### Given passage
=====

Black Mirror Finds its Horror Inside Reality

At their core, scary movies follow a similar plotline. They often start in a quaint town, with a seemingly innocent protagonist that is forced to move to some sort of abandoned mansion or cabin in the woods. Usually, their family is down on money and their parents often say key phrases, like “this will be good for us, a new start.”

Then enters the villain. A demon or murderer or demonic murderer comes to terrorize the protagonist in sneaky ways that no one believes until it is too late. Finally, the protagonist figures out a way to banish the villain back to the fiery pits of hell from which it came, until inevitably there is a scene revealing that the villain is still very much alive and ready for about eight more sequels.

I realize how similar every movie in this genre is, yet I continue to watch at least one scary movie a week. I have become desensitized to the classic notion of “fear” that arises from ghosts, exorcisms and gruesome or ridiculous murders simply because I can easily detach myself from that false reality. Black Mirror is a different story.

One of Netflix’s most popular shows, Black Mirror is a series about society and how technology is controlling the modern world. Each episode gives a different scenario in which humans are swayed and manipulated by the many new and exciting gadgets that the technological world can offer. And it is downright terrifying.

As opposed to movie’s like IT about clown’s that feed off fear, which obviously does not exist, Black Mirror is often about a piece of technology that is omnipresent in everyday life or could be within the next decade. Typically, the beginning of the episode introduces a new piece of digital machinery or automated reality that is supposed to be useful for mankind. Throughout the episode, it is not the technology that turns on the human, it is the human that is so easily changed by the technology. Rather than portraying evil robots trying to rebel against mankind, the show just lets people ruin their lives all by themselves. My fear of this show stems from how often I can see this happening daily.

=====

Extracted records
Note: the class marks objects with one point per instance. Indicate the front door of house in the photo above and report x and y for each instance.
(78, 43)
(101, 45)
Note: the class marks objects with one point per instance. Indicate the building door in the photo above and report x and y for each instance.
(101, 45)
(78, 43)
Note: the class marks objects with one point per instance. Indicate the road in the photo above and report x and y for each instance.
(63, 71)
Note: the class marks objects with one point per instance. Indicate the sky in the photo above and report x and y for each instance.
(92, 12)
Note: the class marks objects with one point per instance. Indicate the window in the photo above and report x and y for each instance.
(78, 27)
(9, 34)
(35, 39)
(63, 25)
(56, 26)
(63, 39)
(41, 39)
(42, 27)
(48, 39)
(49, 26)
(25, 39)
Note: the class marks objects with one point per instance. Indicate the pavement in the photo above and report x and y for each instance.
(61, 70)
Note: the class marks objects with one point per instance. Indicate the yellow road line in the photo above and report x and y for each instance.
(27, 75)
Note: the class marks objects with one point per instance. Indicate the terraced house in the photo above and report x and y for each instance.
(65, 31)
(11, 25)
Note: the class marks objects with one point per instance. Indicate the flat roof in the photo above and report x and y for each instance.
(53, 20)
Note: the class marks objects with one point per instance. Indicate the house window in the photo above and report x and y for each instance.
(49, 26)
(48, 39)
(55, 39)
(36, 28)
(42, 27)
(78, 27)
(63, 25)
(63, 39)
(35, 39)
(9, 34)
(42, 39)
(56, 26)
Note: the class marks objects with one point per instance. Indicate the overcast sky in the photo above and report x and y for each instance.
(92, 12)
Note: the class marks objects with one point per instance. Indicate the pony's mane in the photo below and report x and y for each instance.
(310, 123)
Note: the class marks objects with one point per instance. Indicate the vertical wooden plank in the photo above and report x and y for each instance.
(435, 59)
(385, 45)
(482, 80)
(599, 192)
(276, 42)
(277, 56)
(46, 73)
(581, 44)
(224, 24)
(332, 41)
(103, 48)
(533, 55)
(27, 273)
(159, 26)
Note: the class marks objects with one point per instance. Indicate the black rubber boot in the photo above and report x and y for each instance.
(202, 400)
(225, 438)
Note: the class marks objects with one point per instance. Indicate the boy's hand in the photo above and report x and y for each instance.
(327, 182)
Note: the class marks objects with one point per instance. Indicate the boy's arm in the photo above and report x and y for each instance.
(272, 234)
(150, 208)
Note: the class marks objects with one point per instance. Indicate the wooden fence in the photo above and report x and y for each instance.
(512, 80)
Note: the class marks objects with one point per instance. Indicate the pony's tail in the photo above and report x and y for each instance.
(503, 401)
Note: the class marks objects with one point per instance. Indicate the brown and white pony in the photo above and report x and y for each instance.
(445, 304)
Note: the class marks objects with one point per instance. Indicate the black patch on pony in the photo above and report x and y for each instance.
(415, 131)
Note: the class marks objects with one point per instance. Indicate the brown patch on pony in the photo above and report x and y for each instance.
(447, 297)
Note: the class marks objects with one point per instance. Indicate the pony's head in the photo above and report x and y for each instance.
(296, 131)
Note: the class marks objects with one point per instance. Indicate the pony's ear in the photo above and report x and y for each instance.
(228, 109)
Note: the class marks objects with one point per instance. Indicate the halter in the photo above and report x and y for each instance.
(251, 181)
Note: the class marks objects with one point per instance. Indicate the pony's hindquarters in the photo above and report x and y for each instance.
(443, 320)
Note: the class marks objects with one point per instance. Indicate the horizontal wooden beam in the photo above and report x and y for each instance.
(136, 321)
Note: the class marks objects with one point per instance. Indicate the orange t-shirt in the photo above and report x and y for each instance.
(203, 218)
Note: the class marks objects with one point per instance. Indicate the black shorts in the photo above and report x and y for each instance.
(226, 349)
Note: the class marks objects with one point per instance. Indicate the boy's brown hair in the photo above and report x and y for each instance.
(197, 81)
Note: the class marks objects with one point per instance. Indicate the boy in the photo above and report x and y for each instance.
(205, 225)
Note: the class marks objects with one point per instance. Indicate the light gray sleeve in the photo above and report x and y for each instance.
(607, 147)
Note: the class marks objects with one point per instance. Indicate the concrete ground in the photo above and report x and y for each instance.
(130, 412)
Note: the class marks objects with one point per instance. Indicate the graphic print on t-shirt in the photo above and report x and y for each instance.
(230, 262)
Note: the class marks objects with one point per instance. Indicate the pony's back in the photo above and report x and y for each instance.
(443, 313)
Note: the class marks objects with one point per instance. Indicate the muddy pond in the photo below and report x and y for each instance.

=====

### Instructions
• a. List the sources of "fear" that the writer of the article on Black Mirror says they have become desensitized to.
• b. Pick up the article on Black Mirror after its final sentence and carry it forward.

### Answers
• a.
- ghosts
- exorcisms
- gruesome or ridiculous murders

• b.
People are constantly talking about how iPhones and computers are taking over the world, which is not necessarily a bad thing. Humans are using technology to communicate with others on a global level, cure diseases and fix disabilities, but they are also abusing technology in ways that inhibit social development, promote addiction and shorten attention spans.

It is not realistic to want to decimate technology when it is evolving at such an exponential rate but it is reasonable to adapt along with it. People need to find a balance between the amount of time they spend on computers and phones that is not absolutely necessary so that it does not become something that even has the power to take over their lives. It is so easy to spend hours scrolling through funny articles or binge watching a show when you have free time, but it also becomes easy to start doing this when you are busy with other work because it turns into a habit.

Black Mirror provides such a harsh yet honest criticism on where society is headed that I can only watch one episode at a time because after more than that I start taping over the webcam on my computer or hiding my phone in my drawer at night. The fact that I even have these fears show how close modern civilization is to matching this fictional world and how important it is to prevent that from happening.